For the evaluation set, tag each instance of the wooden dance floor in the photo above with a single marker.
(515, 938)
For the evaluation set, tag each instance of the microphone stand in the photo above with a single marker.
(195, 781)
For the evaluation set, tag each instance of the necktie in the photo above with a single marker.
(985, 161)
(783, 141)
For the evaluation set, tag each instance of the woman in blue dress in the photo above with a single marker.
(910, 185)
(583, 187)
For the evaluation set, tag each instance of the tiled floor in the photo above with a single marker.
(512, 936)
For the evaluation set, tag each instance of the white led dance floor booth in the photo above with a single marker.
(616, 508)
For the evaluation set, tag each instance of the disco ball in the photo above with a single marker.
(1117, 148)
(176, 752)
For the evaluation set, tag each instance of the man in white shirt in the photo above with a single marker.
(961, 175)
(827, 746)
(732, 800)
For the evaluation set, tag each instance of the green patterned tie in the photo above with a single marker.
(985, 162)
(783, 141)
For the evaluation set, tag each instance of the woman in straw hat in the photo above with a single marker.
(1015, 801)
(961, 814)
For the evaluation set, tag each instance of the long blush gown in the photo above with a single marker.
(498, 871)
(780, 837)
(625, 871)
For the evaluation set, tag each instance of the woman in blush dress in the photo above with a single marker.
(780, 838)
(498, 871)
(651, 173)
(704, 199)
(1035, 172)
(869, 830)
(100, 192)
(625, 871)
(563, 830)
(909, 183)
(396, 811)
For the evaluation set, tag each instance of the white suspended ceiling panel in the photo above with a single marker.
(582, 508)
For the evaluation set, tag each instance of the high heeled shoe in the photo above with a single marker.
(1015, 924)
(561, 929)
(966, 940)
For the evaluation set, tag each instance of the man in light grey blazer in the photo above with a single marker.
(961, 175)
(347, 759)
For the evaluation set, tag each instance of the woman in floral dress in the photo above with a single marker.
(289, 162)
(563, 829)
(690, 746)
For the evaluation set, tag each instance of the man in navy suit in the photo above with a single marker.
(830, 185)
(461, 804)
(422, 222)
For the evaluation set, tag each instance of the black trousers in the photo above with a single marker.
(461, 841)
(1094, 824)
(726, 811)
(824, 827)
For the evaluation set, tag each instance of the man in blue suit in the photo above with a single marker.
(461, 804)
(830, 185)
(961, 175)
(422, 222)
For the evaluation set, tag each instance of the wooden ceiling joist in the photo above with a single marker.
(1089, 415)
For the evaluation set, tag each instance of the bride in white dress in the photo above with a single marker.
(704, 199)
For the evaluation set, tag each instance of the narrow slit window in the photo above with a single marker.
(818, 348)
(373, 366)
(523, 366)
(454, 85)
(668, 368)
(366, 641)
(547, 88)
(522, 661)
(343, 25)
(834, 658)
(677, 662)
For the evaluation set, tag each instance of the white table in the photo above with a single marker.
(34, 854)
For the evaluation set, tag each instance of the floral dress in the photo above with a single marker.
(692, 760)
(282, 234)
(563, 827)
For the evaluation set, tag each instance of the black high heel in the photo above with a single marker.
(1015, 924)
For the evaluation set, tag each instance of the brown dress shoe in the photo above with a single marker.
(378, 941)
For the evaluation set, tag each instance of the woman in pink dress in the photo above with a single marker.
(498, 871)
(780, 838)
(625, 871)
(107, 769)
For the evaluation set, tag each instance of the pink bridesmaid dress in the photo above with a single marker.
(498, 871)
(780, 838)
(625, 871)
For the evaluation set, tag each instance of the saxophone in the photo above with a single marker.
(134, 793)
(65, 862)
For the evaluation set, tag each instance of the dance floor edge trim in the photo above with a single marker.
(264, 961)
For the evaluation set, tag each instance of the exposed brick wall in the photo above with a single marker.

---+---

The problem: Quote all of the material above word for word, from start to finish.

Solution for this exercise:
For the evaluation set, tag each instance of the wooden dance floor in the photo above with a single marker.
(515, 938)
For the evaluation set, tag each instance of the microphone stand in the photo above with a single marker.
(195, 781)
For the evaluation set, tag each instance of the necktie in the photo above with a single marker.
(985, 161)
(783, 141)
For the evaluation set, tag each instance of the woman in blue dress in the photo above with a single marker.
(910, 185)
(583, 187)
For the evaluation set, tag each instance of the tiled floor in the photo above with a single marker.
(512, 936)
For the evaluation set, tag each instance of the white led dance floor booth in the photo above with a single marker.
(616, 508)
For the evaluation set, tag each instance of the disco ball in the photo above with a single marker.
(1117, 148)
(176, 752)
For the evaluation set, tag each instance of the man in white shirt in the photo above with a single marker.
(961, 175)
(827, 746)
(732, 800)
For the evaluation set, tag each instance of the green patterned tie in the photo above with a single marker.
(985, 162)
(783, 141)
For the evaluation set, tag each instance of the woman in straw hat in the photo above with a single marker.
(1015, 801)
(961, 814)
For the evaluation set, tag each instance of the long blush gown in the photo above with a single marker.
(498, 871)
(780, 837)
(625, 871)
For the evaluation set, tag each instance of the woman in blush dress in the photo above with a single marker.
(780, 838)
(498, 871)
(651, 173)
(704, 199)
(1035, 172)
(869, 830)
(100, 192)
(625, 871)
(563, 830)
(909, 183)
(396, 811)
For the evaluation set, tag each instance of the white suspended ceiling panel in the photo above with a single marker.
(582, 508)
For the evaluation set, tag each instance of the high heeled shoe in the photo above with a single marker.
(1015, 924)
(561, 929)
(966, 940)
For the evaluation set, tag each instance of the man in light grey blazer in the photo above with a single marker.
(961, 175)
(347, 759)
For the evaluation set, tag each instance of the woman in floral dress in the photo above with a single marker.
(289, 162)
(563, 829)
(690, 746)
For the evaluation set, tag each instance of the man in navy suit in the photo above with a single marker.
(830, 185)
(461, 804)
(422, 222)
For the evaluation set, tag each instance of the black trousers in the photo above with a single marker.
(461, 841)
(1094, 824)
(726, 811)
(824, 827)
For the evaluation set, tag each instance of the man in blue suit in the photo above with a single marker.
(461, 804)
(830, 185)
(961, 175)
(422, 222)
For the evaluation set, tag each instance of the wooden ceiling joist in the photo above with a single marker.
(1089, 415)
For the evaluation set, tag each instance of the bride in white dress in the photo above with a single marker.
(704, 199)
For the evaluation set, tag each instance of the narrow slit window in the photo above with a single marker.
(818, 348)
(373, 366)
(523, 366)
(454, 85)
(668, 368)
(366, 641)
(547, 88)
(522, 661)
(343, 25)
(834, 658)
(677, 662)
For the evaluation set, tag each instance of the white table in the photo above with a single marker.
(34, 854)
For the evaluation set, tag each instance of the floral dress in the photo above with a single marker.
(692, 760)
(282, 234)
(563, 827)
For the evaluation set, tag each instance of the black high heel in the photo above with a single marker.
(1015, 924)
For the evaluation set, tag each instance of the brown dress shoe in the photo above with a single marker.
(378, 941)
For the evaluation set, tag each instance of the woman in pink dress in the photo above with a single marker.
(498, 871)
(780, 838)
(625, 871)
(107, 769)
For the evaluation set, tag each instance of the pink bridesmaid dress in the photo above with a single marker.
(498, 871)
(780, 838)
(625, 871)
For the evaluation set, tag each instance of the saxophone in the photo above with a single marker.
(134, 793)
(65, 862)
For the evaluation set, tag each instance of the dance floor edge trim in the photo above with a single marker.
(264, 961)
For the evaluation set, tag each instance of the exposed brick wall in the photo above with a single marker.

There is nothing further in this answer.